Point annotation records
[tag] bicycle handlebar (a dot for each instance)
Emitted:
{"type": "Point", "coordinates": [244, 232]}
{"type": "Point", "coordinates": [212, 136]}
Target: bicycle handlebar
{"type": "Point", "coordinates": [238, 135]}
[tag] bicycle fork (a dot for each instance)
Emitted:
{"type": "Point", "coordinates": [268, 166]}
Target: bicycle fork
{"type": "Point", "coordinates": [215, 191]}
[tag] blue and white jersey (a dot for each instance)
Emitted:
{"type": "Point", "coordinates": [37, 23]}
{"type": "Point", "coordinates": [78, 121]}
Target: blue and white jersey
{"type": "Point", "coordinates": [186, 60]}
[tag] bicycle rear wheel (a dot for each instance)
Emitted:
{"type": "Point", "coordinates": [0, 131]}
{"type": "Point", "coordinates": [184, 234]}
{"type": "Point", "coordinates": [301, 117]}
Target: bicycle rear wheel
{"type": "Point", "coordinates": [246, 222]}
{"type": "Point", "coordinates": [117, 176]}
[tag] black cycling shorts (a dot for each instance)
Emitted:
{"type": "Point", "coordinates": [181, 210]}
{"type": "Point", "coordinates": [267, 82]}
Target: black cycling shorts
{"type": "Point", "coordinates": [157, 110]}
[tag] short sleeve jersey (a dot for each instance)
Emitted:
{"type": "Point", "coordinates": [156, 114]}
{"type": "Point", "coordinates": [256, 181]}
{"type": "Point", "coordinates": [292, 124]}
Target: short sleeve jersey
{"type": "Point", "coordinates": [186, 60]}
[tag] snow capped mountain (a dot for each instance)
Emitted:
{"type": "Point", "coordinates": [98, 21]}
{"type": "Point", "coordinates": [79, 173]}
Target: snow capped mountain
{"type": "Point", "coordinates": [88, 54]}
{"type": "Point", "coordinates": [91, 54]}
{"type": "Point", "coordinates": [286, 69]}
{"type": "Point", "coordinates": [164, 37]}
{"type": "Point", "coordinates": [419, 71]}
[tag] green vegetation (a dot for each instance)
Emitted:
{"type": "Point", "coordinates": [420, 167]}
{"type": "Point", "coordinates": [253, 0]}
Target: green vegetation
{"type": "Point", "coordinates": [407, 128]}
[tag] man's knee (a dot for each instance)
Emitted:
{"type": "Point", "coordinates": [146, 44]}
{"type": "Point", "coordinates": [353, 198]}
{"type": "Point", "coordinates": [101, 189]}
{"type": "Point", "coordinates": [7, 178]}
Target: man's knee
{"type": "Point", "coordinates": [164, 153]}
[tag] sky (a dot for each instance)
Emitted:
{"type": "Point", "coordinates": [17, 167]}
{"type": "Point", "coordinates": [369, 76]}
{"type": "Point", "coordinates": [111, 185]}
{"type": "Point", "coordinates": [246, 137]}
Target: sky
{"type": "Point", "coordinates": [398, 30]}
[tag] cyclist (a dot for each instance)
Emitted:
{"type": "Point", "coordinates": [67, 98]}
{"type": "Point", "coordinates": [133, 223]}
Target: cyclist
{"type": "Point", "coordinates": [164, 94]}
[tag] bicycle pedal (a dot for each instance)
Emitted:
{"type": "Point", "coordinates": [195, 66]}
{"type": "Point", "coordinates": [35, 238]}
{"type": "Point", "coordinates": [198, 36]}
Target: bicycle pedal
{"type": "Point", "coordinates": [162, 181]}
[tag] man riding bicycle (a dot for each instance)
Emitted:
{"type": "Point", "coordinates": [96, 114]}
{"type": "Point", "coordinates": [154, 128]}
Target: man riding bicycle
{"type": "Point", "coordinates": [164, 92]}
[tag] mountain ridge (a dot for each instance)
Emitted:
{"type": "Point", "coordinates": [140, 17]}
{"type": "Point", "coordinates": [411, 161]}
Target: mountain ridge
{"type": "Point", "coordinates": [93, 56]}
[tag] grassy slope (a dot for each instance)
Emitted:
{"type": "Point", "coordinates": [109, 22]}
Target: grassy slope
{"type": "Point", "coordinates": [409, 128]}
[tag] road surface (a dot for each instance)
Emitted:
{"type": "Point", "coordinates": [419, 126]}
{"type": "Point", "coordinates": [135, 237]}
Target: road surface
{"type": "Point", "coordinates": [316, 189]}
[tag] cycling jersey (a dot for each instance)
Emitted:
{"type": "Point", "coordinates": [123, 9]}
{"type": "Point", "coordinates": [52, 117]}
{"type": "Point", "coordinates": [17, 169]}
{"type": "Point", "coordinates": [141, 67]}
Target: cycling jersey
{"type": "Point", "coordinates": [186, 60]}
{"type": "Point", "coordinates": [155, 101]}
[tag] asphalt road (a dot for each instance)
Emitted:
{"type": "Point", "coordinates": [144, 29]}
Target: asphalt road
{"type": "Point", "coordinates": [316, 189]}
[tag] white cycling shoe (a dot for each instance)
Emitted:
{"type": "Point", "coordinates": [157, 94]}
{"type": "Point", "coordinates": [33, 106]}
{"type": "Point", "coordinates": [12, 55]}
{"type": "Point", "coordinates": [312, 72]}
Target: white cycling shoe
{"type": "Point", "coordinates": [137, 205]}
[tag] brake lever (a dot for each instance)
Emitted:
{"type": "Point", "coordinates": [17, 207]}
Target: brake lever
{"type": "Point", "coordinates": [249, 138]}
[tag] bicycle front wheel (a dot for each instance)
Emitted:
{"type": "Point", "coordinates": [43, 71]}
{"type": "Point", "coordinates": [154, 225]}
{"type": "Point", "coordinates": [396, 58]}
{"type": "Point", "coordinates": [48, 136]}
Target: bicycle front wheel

◆ **Exercise instructions**
Format every line of the records above as a JSON list of strings, with one string per line and any blank lines omitted.

◆ **Problem solution**
[
  "[tag] bicycle handlebar (a dot for each instance)",
  "Emitted:",
  "{\"type\": \"Point\", \"coordinates\": [244, 232]}",
  "{\"type\": \"Point\", \"coordinates\": [212, 136]}",
  "Target: bicycle handlebar",
  "{\"type\": \"Point\", \"coordinates\": [238, 135]}",
  "[tag] bicycle fork (a dot for each instance)",
  "Emitted:",
  "{\"type\": \"Point\", \"coordinates\": [268, 166]}",
  "Target: bicycle fork",
  "{\"type\": \"Point\", \"coordinates\": [215, 191]}",
  "[tag] blue and white jersey (a dot for each instance)",
  "Emitted:",
  "{\"type\": \"Point\", \"coordinates\": [37, 23]}",
  "{\"type\": \"Point\", \"coordinates\": [78, 121]}",
  "Target: blue and white jersey",
  "{\"type\": \"Point\", \"coordinates\": [186, 60]}",
  "[tag] bicycle rear wheel (a dot for each instance)",
  "Emitted:",
  "{\"type\": \"Point\", \"coordinates\": [0, 131]}",
  "{\"type\": \"Point\", \"coordinates\": [184, 234]}",
  "{\"type\": \"Point\", \"coordinates\": [301, 117]}",
  "Target: bicycle rear wheel",
  "{\"type\": \"Point\", \"coordinates\": [246, 222]}",
  "{\"type\": \"Point\", \"coordinates\": [117, 176]}",
  "[tag] black cycling shorts (a dot for each instance)",
  "Emitted:",
  "{\"type\": \"Point\", \"coordinates\": [181, 210]}",
  "{\"type\": \"Point\", \"coordinates\": [267, 82]}",
  "Target: black cycling shorts",
  "{\"type\": \"Point\", \"coordinates\": [157, 110]}",
  "[tag] short sleeve jersey (a dot for each instance)",
  "Emitted:",
  "{\"type\": \"Point\", \"coordinates\": [156, 114]}",
  "{\"type\": \"Point\", \"coordinates\": [256, 181]}",
  "{\"type\": \"Point\", \"coordinates\": [292, 124]}",
  "Target: short sleeve jersey",
  "{\"type\": \"Point\", \"coordinates\": [186, 60]}",
  "[tag] snow capped mountain (a dot for each instance)",
  "Emitted:",
  "{\"type\": \"Point\", \"coordinates\": [98, 21]}",
  "{\"type\": \"Point\", \"coordinates\": [79, 173]}",
  "Target: snow capped mountain",
  "{\"type\": \"Point\", \"coordinates\": [88, 54]}",
  "{\"type\": \"Point\", \"coordinates\": [91, 54]}",
  "{\"type\": \"Point\", \"coordinates\": [286, 69]}",
  "{\"type\": \"Point\", \"coordinates\": [164, 37]}",
  "{\"type\": \"Point\", \"coordinates\": [419, 71]}",
  "[tag] green vegetation (a dot for each instance)",
  "Emitted:",
  "{\"type\": \"Point\", \"coordinates\": [420, 167]}",
  "{\"type\": \"Point\", \"coordinates\": [253, 0]}",
  "Target: green vegetation",
  "{\"type\": \"Point\", \"coordinates\": [407, 128]}",
  "[tag] man's knee (a dot for each instance)",
  "Emitted:",
  "{\"type\": \"Point\", \"coordinates\": [146, 44]}",
  "{\"type\": \"Point\", \"coordinates\": [353, 198]}",
  "{\"type\": \"Point\", \"coordinates\": [101, 189]}",
  "{\"type\": \"Point\", \"coordinates\": [7, 178]}",
  "Target: man's knee",
  "{\"type\": \"Point\", \"coordinates\": [164, 153]}",
  "[tag] sky (a dot for each instance)",
  "Emitted:",
  "{\"type\": \"Point\", \"coordinates\": [17, 167]}",
  "{\"type\": \"Point\", \"coordinates\": [369, 76]}",
  "{\"type\": \"Point\", \"coordinates\": [111, 185]}",
  "{\"type\": \"Point\", \"coordinates\": [246, 137]}",
  "Target: sky",
  "{\"type\": \"Point\", \"coordinates\": [398, 30]}",
  "[tag] cyclist (a dot for each instance)",
  "Emitted:",
  "{\"type\": \"Point\", \"coordinates\": [67, 98]}",
  "{\"type\": \"Point\", \"coordinates\": [133, 223]}",
  "Target: cyclist",
  "{\"type\": \"Point\", \"coordinates\": [164, 94]}",
  "[tag] bicycle pedal (a dot for each instance)",
  "Emitted:",
  "{\"type\": \"Point\", \"coordinates\": [195, 66]}",
  "{\"type\": \"Point\", \"coordinates\": [35, 238]}",
  "{\"type\": \"Point\", \"coordinates\": [198, 36]}",
  "Target: bicycle pedal",
  "{\"type\": \"Point\", \"coordinates\": [162, 181]}",
  "[tag] man riding bicycle (a dot for each instance)",
  "Emitted:",
  "{\"type\": \"Point\", \"coordinates\": [96, 114]}",
  "{\"type\": \"Point\", \"coordinates\": [154, 128]}",
  "Target: man riding bicycle",
  "{\"type\": \"Point\", \"coordinates\": [164, 92]}",
  "[tag] mountain ridge (a dot for each instance)",
  "Emitted:",
  "{\"type\": \"Point\", \"coordinates\": [140, 17]}",
  "{\"type\": \"Point\", \"coordinates\": [411, 161]}",
  "Target: mountain ridge",
  "{\"type\": \"Point\", \"coordinates\": [93, 56]}",
  "[tag] grassy slope (a dot for each instance)",
  "Emitted:",
  "{\"type\": \"Point\", \"coordinates\": [109, 22]}",
  "Target: grassy slope",
  "{\"type\": \"Point\", \"coordinates\": [409, 128]}",
  "[tag] road surface (a dot for each instance)",
  "Emitted:",
  "{\"type\": \"Point\", \"coordinates\": [419, 126]}",
  "{\"type\": \"Point\", \"coordinates\": [135, 237]}",
  "Target: road surface",
  "{\"type\": \"Point\", \"coordinates\": [316, 189]}",
  "[tag] cycling jersey (a dot for each instance)",
  "Emitted:",
  "{\"type\": \"Point\", \"coordinates\": [123, 9]}",
  "{\"type\": \"Point\", \"coordinates\": [52, 117]}",
  "{\"type\": \"Point\", \"coordinates\": [17, 169]}",
  "{\"type\": \"Point\", \"coordinates\": [141, 67]}",
  "Target: cycling jersey",
  "{\"type\": \"Point\", \"coordinates\": [186, 60]}",
  "{\"type\": \"Point\", \"coordinates\": [155, 101]}",
  "[tag] asphalt road (a dot for each instance)",
  "Emitted:",
  "{\"type\": \"Point\", \"coordinates\": [144, 29]}",
  "Target: asphalt road",
  "{\"type\": \"Point\", \"coordinates\": [316, 189]}",
  "[tag] white cycling shoe (a dot for each instance)",
  "Emitted:",
  "{\"type\": \"Point\", \"coordinates\": [157, 94]}",
  "{\"type\": \"Point\", \"coordinates\": [33, 106]}",
  "{\"type\": \"Point\", \"coordinates\": [12, 55]}",
  "{\"type\": \"Point\", \"coordinates\": [312, 72]}",
  "Target: white cycling shoe",
  "{\"type\": \"Point\", \"coordinates\": [137, 205]}",
  "[tag] brake lever (a dot for each instance)",
  "Emitted:",
  "{\"type\": \"Point\", \"coordinates\": [17, 207]}",
  "Target: brake lever",
  "{\"type\": \"Point\", \"coordinates\": [249, 138]}",
  "[tag] bicycle front wheel (a dot for each instance)",
  "Emitted:",
  "{\"type\": \"Point\", \"coordinates\": [43, 71]}",
  "{\"type\": \"Point\", \"coordinates\": [154, 225]}",
  "{\"type\": \"Point\", \"coordinates\": [396, 58]}",
  "{\"type\": \"Point\", \"coordinates\": [48, 136]}",
  "Target: bicycle front wheel"
]